● **Written request**:
Please reproduce the lines of the items below, character for character, from the line containing "yellow stamen |" through the line containing "190 480 L 317".

Region labeling items
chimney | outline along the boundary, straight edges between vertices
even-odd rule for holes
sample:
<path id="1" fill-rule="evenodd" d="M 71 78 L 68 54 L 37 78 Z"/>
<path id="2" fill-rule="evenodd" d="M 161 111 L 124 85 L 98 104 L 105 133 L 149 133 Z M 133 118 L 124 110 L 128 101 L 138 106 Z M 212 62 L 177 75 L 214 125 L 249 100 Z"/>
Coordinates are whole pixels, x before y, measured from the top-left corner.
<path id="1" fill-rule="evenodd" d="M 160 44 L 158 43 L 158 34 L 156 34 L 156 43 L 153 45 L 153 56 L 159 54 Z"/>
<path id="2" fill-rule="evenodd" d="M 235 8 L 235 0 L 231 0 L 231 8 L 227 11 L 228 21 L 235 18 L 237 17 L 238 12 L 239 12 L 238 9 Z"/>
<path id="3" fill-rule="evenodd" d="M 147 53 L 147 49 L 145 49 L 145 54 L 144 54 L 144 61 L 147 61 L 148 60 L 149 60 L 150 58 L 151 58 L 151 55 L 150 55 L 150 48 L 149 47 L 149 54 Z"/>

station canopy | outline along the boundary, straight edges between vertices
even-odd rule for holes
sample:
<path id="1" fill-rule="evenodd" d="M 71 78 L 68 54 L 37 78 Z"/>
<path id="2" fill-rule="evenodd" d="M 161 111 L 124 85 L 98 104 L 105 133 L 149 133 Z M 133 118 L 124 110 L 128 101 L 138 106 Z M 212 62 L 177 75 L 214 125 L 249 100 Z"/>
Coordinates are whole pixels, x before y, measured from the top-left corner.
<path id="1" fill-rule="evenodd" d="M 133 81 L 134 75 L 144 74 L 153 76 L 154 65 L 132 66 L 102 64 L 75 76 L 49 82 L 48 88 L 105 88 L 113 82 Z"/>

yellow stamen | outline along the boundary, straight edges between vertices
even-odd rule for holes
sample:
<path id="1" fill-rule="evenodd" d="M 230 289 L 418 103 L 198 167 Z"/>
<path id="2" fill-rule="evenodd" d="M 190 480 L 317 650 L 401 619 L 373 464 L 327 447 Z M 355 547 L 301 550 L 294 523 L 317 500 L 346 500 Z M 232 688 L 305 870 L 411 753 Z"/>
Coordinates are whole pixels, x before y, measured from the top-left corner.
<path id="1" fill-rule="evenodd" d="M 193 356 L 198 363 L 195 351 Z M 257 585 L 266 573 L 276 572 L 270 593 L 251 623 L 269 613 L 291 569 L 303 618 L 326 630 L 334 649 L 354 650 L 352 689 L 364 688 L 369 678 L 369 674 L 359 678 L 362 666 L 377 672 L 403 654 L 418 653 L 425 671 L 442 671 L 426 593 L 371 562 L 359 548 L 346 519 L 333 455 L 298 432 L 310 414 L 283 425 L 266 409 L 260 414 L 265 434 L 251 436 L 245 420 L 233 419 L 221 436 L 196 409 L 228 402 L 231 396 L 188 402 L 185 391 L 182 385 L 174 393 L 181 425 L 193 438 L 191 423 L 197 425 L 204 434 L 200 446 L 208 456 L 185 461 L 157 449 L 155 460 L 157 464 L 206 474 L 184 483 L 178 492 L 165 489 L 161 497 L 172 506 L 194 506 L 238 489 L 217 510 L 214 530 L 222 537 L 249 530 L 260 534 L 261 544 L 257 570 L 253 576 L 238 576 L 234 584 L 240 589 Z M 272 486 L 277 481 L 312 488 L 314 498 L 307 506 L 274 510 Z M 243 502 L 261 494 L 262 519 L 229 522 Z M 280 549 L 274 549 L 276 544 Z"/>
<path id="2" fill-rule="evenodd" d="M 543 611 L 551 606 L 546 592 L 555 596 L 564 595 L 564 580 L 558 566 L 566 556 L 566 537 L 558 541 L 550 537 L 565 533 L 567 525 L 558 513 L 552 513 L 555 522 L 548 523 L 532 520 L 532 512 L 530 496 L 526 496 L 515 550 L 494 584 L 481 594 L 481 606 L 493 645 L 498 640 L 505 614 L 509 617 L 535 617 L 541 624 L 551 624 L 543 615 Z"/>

● **Written response**:
yellow stamen | outline along the boundary, straight edges between vertices
even-odd rule for holes
sample:
<path id="1" fill-rule="evenodd" d="M 230 289 L 418 103 L 198 167 Z"/>
<path id="2" fill-rule="evenodd" d="M 190 480 L 317 650 L 401 619 L 373 464 L 327 447 Z M 355 547 L 301 550 L 294 523 L 317 500 L 346 500 Z M 232 688 L 305 870 L 411 753 Z"/>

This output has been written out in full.